— Exercise directions —
Restate the whole of the data below word for word, skipping the images.

Collected data:
☆ ☆ ☆ ☆
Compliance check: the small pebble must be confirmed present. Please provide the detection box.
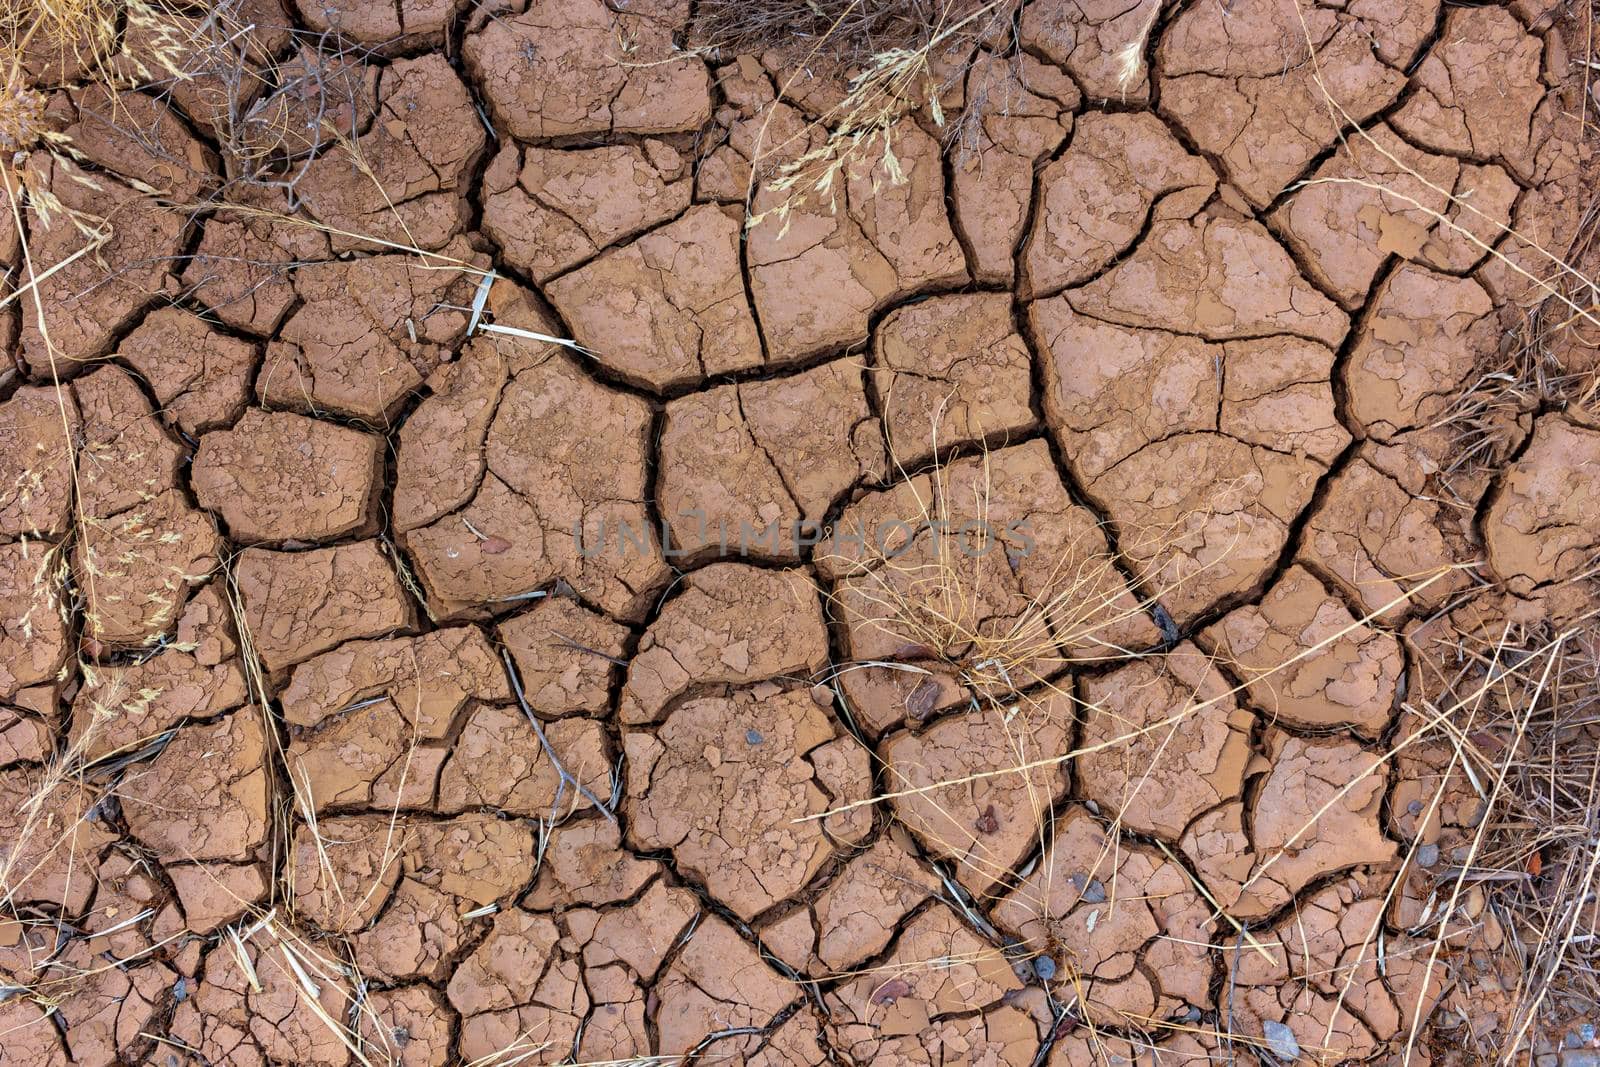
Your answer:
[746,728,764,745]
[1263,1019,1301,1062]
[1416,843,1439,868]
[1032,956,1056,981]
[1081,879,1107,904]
☆ ☆ ☆ ☆
— Reply —
Compliance check: the small pebble must be confirmed present. Please provide the detection box.
Your answer:
[746,728,764,745]
[1263,1019,1301,1062]
[1416,843,1439,868]
[1032,956,1056,981]
[1081,879,1107,904]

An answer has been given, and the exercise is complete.